今回は、頚胸移行部側屈テストについてお話をします。
頚胸移行部側屈テストは、頚胸移行部(第2ベース)もしくは、第1肋骨の異常を確認するテストになります。
頚胸移行部側屈テストは、判定が難しいテストになります。
頚部を側屈させた際のテンションの有無を確認するのですが、テンションの判定が簡単ではないからです。
判定が難しいテストですので、補助診断や触診と合わせて診断するとよいと思います。
頚椎から頚胸移行部付近に現れるテンションは、頚胸移行部の異常と判定します。
頚胸移行部から肩鎖関節へのラインに現れるテンションは、第1肋骨の異常と判定します。
頚胸移行部側屈テストのみでは、頚胸移行部の異常なのか第1肋骨の異常なのかがわかりづらい場合もあると思います。
その際に、補助診断が有効になります。
頚胸移行部に異常がある場合は、必ず上肢に神経症状が現れます。
それを確かめるのに有効なテストは、左右の前腕の知覚神経を確認する知覚検査です。
頚胸移行部側屈テストで、テンションが出現した場合でも、知覚検査が(-)の場合は、頚胸移行部に異常はないと判定します。
この場合は、患者さんの姿勢を確認する必要があります。
1、脊柱が後弯していないか
2、頚部が前傾していないか
3、頚部が後傾していないか
脊柱が後弯している場合は、患者さんの背部に手を当てて、圧を加えて上体を伸展させると姿勢を正すことができます。

▶ [提供データ]

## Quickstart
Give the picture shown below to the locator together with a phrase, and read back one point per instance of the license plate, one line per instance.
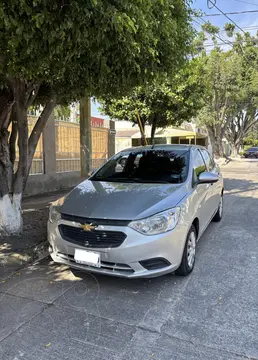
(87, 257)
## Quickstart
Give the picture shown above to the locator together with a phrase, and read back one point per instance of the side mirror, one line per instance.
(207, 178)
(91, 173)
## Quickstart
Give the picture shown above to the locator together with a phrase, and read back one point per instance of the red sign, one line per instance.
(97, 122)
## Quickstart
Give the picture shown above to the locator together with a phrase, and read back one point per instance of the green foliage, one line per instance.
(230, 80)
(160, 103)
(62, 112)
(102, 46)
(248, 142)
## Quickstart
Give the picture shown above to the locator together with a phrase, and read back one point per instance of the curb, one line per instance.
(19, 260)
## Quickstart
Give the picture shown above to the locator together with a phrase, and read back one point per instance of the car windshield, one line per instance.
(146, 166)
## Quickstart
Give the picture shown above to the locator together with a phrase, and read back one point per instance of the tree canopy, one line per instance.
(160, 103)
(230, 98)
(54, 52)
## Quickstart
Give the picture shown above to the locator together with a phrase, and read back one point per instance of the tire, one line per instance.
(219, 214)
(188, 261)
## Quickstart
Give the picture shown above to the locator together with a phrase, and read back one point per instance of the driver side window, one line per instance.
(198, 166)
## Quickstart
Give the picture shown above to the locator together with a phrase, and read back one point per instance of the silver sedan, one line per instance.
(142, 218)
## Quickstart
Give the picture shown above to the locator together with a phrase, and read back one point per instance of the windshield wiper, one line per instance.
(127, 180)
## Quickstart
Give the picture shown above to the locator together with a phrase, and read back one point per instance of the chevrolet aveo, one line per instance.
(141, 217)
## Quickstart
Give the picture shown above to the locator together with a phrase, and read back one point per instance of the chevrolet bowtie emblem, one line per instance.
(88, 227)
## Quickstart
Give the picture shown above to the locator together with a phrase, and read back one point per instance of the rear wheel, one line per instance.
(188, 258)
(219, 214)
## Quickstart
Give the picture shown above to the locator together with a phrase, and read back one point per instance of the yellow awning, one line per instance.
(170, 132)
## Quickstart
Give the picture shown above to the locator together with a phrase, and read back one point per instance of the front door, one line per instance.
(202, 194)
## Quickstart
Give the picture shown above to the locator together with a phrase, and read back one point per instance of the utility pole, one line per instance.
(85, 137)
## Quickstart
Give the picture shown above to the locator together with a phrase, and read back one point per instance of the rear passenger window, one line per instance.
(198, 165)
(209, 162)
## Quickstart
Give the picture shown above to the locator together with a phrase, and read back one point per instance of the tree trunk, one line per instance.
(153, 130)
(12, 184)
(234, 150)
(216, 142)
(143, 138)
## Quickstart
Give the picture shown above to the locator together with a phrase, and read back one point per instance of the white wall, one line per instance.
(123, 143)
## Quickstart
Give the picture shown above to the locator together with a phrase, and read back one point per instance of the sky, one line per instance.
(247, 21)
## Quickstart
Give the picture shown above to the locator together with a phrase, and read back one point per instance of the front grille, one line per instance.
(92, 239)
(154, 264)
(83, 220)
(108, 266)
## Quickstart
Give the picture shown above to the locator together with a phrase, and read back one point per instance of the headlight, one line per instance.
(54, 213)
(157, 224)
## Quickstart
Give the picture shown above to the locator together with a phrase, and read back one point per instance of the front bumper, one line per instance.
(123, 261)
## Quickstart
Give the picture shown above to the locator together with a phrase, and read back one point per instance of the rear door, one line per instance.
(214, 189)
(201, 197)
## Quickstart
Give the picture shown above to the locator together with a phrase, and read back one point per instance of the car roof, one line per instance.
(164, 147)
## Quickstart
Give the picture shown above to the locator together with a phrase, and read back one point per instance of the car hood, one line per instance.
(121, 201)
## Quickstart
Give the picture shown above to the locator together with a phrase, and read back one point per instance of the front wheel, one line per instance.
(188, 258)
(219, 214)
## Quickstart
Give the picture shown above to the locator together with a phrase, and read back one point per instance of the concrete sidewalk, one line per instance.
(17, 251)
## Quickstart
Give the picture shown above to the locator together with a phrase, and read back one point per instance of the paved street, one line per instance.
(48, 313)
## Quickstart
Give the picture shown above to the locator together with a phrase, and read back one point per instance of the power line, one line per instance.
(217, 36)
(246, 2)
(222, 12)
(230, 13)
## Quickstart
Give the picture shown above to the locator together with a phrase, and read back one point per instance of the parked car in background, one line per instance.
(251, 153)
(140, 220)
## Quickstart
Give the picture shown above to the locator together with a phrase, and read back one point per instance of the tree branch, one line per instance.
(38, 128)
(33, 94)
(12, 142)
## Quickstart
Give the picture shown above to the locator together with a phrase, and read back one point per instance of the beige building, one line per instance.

▶ [やること]
**1)** 頚胸移行部側屈テストの文章から、「今回は、頚胸移行部側屈テストについてお話をします。」で始まって「頚胸移行部に異常がある場合は、必ず上肢に神経症状が現れます。」までの部分をそのまま書き写すこと。
**2)** 頚胸移行部側屈テストの文章を、最後の文の次から続けて書くこと。

▶ [作業別の出力]
**1)**
今回は、頚胸移行部側屈テストについてお話をします。
頚胸移行部側屈テストは、頚胸移行部(第2ベース)もしくは、第1肋骨の異常を確認するテストになります。
頚胸移行部側屈テストは、判定が難しいテストになります。
頚部を側屈させた際のテンションの有無を確認するのですが、テンションの判定が簡単ではないからです。
判定が難しいテストですので、補助診断や触診と合わせて診断するとよいと思います。
頚椎から頚胸移行部付近に現れるテンションは、頚胸移行部の異常と判定します。
頚胸移行部から肩鎖関節へのラインに現れるテンションは、第1肋骨の異常と判定します。
頚胸移行部側屈テストのみでは、頚胸移行部の異常なのか第1肋骨の異常なのかがわかりづらい場合もあると思います。
その際に、補助診断が有効になります。
頚胸移行部に異常がある場合は、必ず上肢に神経症状が現れます。

**2)**
再度、頚胸移行部側屈テストを実施して、テンションを確認します。
また、スパーリングテストも頚胸移行部に異常の診断に有効になります。
スパーリングテストが(+)の場合、頚胸移行部に異常がある可能性が高くなります。
第1肋骨は、触診により判定が可能になります。
左右の第1肋骨部を示指で触診し、左右に高低差があれば第1肋骨に異常があります。
第1肋骨の異常は、浮上型(上方転位)と沈下型(下方転位)があるので注意が必要となります。
ほとんどの場合、浮上型(上方転位)となりますが、もし沈下型(下方転位)を正常とすると正常な側を浮上型と判定してしまいます。
この場合、整復によって正常な第1肋骨を壊してしまう危険性があるからです。
第1肋骨に異常があると、触診をすると強い痛みが発生します。
痛みが発生する側に異常があるので、高低差と共に触診時の痛みの発生は、浮上型か沈下型かを診断する一つの指標になります。
頚胸移行部や第1肋骨の異常は、上位頚椎にも大きな影響を与える損傷です。
正確に診断して、整復を行うことが頚部の症状の改善に必要となります。